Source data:
══════════════════════════════

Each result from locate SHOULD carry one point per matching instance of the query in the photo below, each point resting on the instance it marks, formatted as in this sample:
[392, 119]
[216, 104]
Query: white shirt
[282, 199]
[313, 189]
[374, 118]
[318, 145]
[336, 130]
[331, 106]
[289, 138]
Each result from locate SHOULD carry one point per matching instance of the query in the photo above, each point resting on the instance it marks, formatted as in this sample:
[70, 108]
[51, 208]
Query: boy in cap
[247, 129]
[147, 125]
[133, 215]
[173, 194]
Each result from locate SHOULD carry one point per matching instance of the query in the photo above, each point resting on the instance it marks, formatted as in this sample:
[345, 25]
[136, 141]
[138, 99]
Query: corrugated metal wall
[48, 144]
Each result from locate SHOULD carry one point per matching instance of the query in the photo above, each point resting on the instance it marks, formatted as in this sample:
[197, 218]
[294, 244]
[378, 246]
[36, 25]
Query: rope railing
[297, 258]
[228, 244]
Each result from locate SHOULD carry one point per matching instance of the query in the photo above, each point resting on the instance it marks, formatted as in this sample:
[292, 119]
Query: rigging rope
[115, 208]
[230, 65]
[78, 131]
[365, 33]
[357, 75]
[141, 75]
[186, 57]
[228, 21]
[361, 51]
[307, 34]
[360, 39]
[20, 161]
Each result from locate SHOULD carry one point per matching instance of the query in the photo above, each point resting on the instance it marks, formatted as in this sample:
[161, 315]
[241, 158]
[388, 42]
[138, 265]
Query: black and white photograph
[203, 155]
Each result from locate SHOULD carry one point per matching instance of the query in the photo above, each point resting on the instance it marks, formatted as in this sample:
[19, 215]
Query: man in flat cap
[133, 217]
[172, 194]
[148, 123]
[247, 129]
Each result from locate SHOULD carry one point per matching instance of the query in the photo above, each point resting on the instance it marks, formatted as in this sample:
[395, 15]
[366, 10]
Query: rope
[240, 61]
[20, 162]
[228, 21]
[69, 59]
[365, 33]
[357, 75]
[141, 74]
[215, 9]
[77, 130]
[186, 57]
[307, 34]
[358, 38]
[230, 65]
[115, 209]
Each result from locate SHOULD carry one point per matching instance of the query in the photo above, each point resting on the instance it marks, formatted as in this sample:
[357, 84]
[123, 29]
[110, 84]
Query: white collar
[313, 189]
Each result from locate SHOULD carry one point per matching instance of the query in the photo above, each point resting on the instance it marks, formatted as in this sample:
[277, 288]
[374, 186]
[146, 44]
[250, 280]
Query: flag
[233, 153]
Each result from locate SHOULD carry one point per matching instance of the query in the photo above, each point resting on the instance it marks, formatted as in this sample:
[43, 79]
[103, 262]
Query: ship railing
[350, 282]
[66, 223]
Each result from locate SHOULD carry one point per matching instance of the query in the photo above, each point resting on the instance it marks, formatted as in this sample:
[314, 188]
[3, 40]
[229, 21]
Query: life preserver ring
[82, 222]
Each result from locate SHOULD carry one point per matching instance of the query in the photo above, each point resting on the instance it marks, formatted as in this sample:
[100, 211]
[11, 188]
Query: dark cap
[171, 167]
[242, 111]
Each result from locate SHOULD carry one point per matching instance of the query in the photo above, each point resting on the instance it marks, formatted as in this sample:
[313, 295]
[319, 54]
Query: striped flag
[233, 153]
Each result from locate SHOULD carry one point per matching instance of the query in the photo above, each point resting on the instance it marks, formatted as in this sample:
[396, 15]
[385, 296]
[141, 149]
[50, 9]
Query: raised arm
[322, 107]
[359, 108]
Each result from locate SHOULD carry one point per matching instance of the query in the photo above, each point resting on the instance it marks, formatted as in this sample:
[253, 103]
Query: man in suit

══════════════════════════════

> WORK REQUIRED
Working from the material above, retype it in its entirety without change.

> WRITTEN REPLY
Each result from locate SHOULD carry one point per matching instance of the query in the photo below, each point resting on the instance it marks, formatted as in this sample:
[392, 119]
[216, 104]
Query: white shirt
[282, 199]
[313, 189]
[374, 118]
[318, 145]
[336, 130]
[331, 106]
[289, 138]
Each result from locate SHOULD carry one point per matching instance of the query in the photo above, each point resting on the instance it marks, formatted as in this sample:
[70, 108]
[51, 208]
Query: boy in cap
[247, 129]
[147, 125]
[133, 215]
[173, 194]
Each result from locate SHOULD carry one point per matching instance of the query in the photo above, each point resting on the instance it marks, formatted as in this sample:
[345, 25]
[136, 141]
[138, 99]
Query: corrugated metal wall
[48, 144]
Each result from locate SHOULD carry one point per matching instance of the query in the photo above, each point resting on the instance it marks, formatted as in this sample:
[197, 218]
[294, 244]
[378, 246]
[36, 25]
Query: rope railing
[297, 258]
[228, 244]
Each result from locate SHOULD carry one point per matching instance of the query in the photo above, each point resting on the instance it marks, formatted as in this sample:
[292, 119]
Query: rigging rope
[115, 208]
[230, 65]
[78, 131]
[365, 33]
[357, 75]
[141, 75]
[186, 57]
[228, 21]
[361, 51]
[307, 34]
[360, 39]
[20, 161]
Each result from locate SHOULD carry one point per matching instance of the query in the photo above, each point resting on the instance it marks, formatted as in this sample:
[161, 315]
[241, 158]
[388, 42]
[138, 265]
Query: black and white photograph
[203, 155]
Each result from locate SHOULD carry one point per matching instance of the query in the photo above, each point resting on the instance it marks, formatted as in this sample:
[19, 215]
Query: man in flat cap
[133, 217]
[172, 194]
[148, 123]
[247, 129]
Each result from locate SHOULD carry one point per matching instance of the query in the photo above, each point resting on the instance it marks, formatted as in this sample:
[395, 15]
[366, 10]
Query: rope
[240, 61]
[20, 162]
[228, 21]
[69, 59]
[365, 33]
[357, 75]
[141, 74]
[215, 9]
[77, 130]
[186, 57]
[307, 34]
[358, 38]
[230, 65]
[115, 209]
Each result from locate SHOULD carry one point per matching instance of the query in the photo above, each point resting on the instance it marks, formatted as in this sample:
[357, 84]
[123, 29]
[110, 84]
Query: white collar
[313, 189]
Each result from locate SHOULD carry one point per matching instance of the query in the photo above, each point resting on the instance it marks, formatted as in this sample:
[277, 288]
[374, 186]
[146, 44]
[250, 280]
Query: flag
[233, 153]
Each result from locate SHOULD carry one point per matching instance of the query in the photo above, each point resting on the instance it marks, formatted as in this sample:
[43, 79]
[103, 262]
Query: ship railing
[350, 282]
[66, 223]
Each result from locate SHOULD carry one point per matching instance of the query in the photo above, each point resting on the instance it marks, formatted as in this sample:
[314, 188]
[3, 40]
[229, 21]
Query: life preserver ring
[82, 222]
Each result from locate SHOULD carry one point per matching instance of the query in the photo above, each point resting on the instance it marks, formatted as in this sample:
[100, 211]
[11, 188]
Query: dark cap
[171, 167]
[242, 111]
Each result from locate SHOULD carry one point per matching instance of the query in the photo above, each point resting on the instance it marks, formatted as in this sample:
[313, 295]
[319, 54]
Query: striped flag
[233, 153]
Each result from locate SHOULD carry one point per matching instance of the query in the photo above, each point resting on the instance it marks, formatted as in this sample:
[396, 15]
[385, 296]
[141, 149]
[50, 9]
Query: raised arm
[322, 107]
[359, 108]
Each result from locate SHOULD carry one point per matching instance of the query in the photo above, each point resting on the instance it marks, formatted as in this sample:
[253, 103]
Query: man in suit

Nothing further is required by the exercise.